** Begin Article **

Photo: from kirkusreviews.com, here.
It's been awhile since I've read a Myron Bolitar novel. I don't remember why, exactly. It's just one of those things: I picked up Nesbo, stopped reading him for awhile...and I've been reading other things since. But when my neighbor, a huge Bolitar / Harlan Coben fan (I'm more a fan of the latter than the former, because Coben was nice enough to buy me lunch once, and talk to me about how he wrote--but that's another story) asked me if I wanted to borrow his latest--in return for my letting him borrow all my Bolitar books--I said sure. (Thanks, Jim Fitz!) As it's a three-day weekend, and my sinuses are again out of control and I feel like crap, I started reading it and didn't put it down except to sleep. I started it yesterday and finished it today. (I read 90% of it yesterday, so there wasn't much to finish.)
It was that good. The mystery is very mysterious, and the pace and tension are so good that you'll be flipping pages, fast, like I did. The gist of the book is the title, though more specifically, it's about who your home is, not as much about the structure. Home is where the heart is, right? So where's your heart? That last question means more to the book than you'd think, and more than I'm letting on. (I'm a little proud of myself for this.) The book is about how far we'd go for our loved ones--specifically, how far a mother will go to protect her child.
The short answer: Very far. I know this. At my job I often see this, parents going to ridiculous lengths to defend their kid, even when the kid doesn't need defending.
This is an important distinction. We all know bad parents, right? Someone who lets the kid get away with everything: talking back, and badly, to them; showing bad manners, like not thanking people for gifts; and, perhaps the worst, defending them about everything, to the extent that nothing's the fault of the kid, so the kid never learns to grow up, to be responsible, to be self-reliant. We all know parents like this. Right now I'm sitting here, counting the ones I know who fit this distinction to a T, and I'm thinking 4, maybe 5--wait, there was a 6th, from a few years ago. It's more often the mother than the father, from my experience, though that last one had both.
So this book is about that question: How far will you go to defend your child? But...does the child need defending? And are you really defending the child, or are you defending, and / or celebrating, yourself? You ever see a parent so out of control with this defending thing that you wonder who, exactly, they're defending? Is it the kid who can never be wrong, or the parent who can never be wrong--so the parent, of course, couldn't raise an imperfect kid. Good God, if that happens, then that means the parent is also imperfect, right? Well--No, but they don't know that. Narcissists are not known for their logic. Watch for that, next time: Is the kid perfect, or is the parent defending the kid perfect, which is why the kid is perfect? From my experience, it's the latter.

** End Article **

Brief =>
Extend the review of the Myron Bolitar novel, picking up after its final paragraph.

** Begin Dataset rows **

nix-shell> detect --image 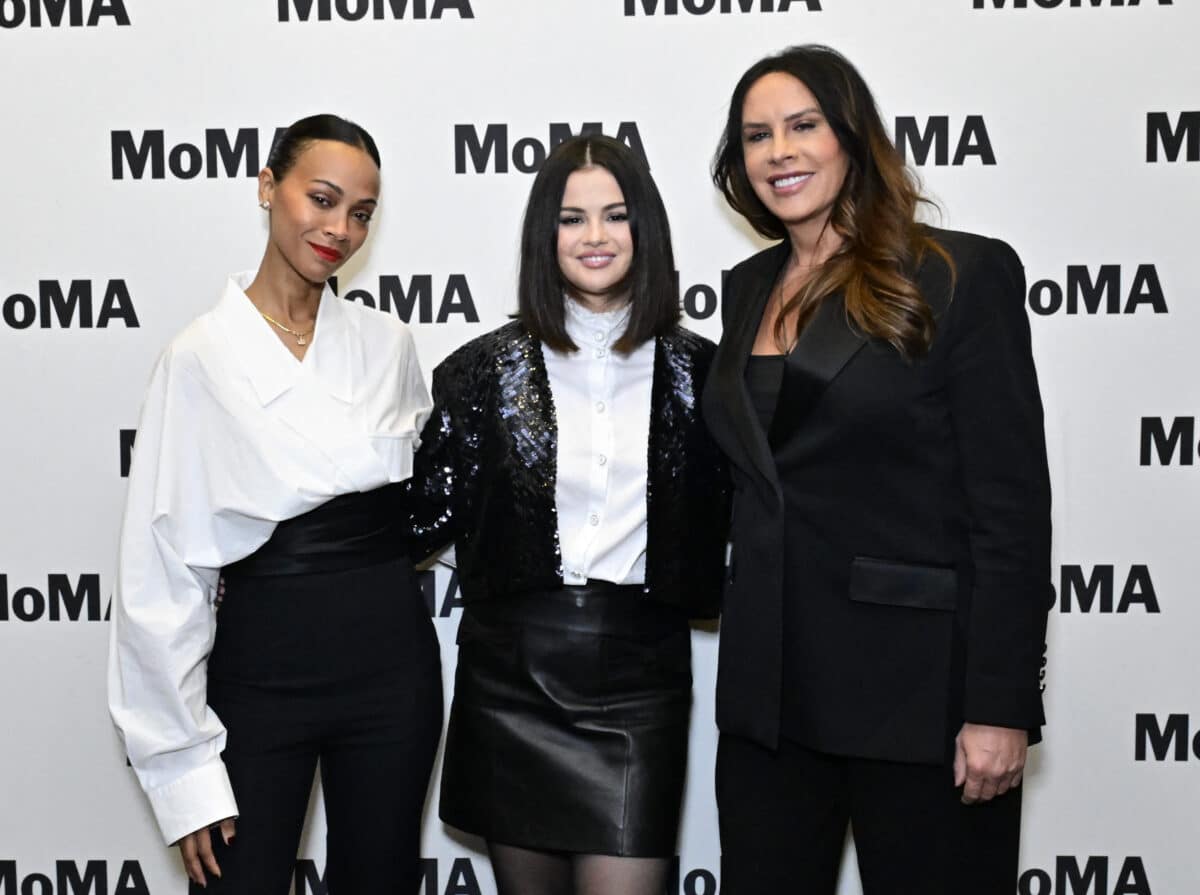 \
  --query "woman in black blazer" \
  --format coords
[410,136,728,895]
[703,46,1050,895]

** End Dataset rows **

Response =>
This book isn't just about that, of course. It's about Win. In fact, it starts off with him, which threw me for a minute before I figured it out: Win's chapters are 1st-person narration; Bolitar's are third person. Limited or omniscient, you ask? Ah, there's my own caveat. (You knew there'd be one, right?) The third person omniscient narrator is almost a character himself. He hides behind the curtain, but he's there. He breaks the fourth wall to remind you he's there. Sometimes he masquerades as Bolitar's thoughts and voice-overs--and, unfortunately, sometimes it's hard to tell the difference--but he's there, trying very, very hard to be hip and snazzy. This third-person narrator (who reminds me a little uncomfortably of the narrator Snowman in those Christmas cartoons of the 60s) interrupts his own narration to often point out the obvious, or to point out the cliche, or to introduce the cliche, or to...You can either take it or you can't. Most of the time, I could.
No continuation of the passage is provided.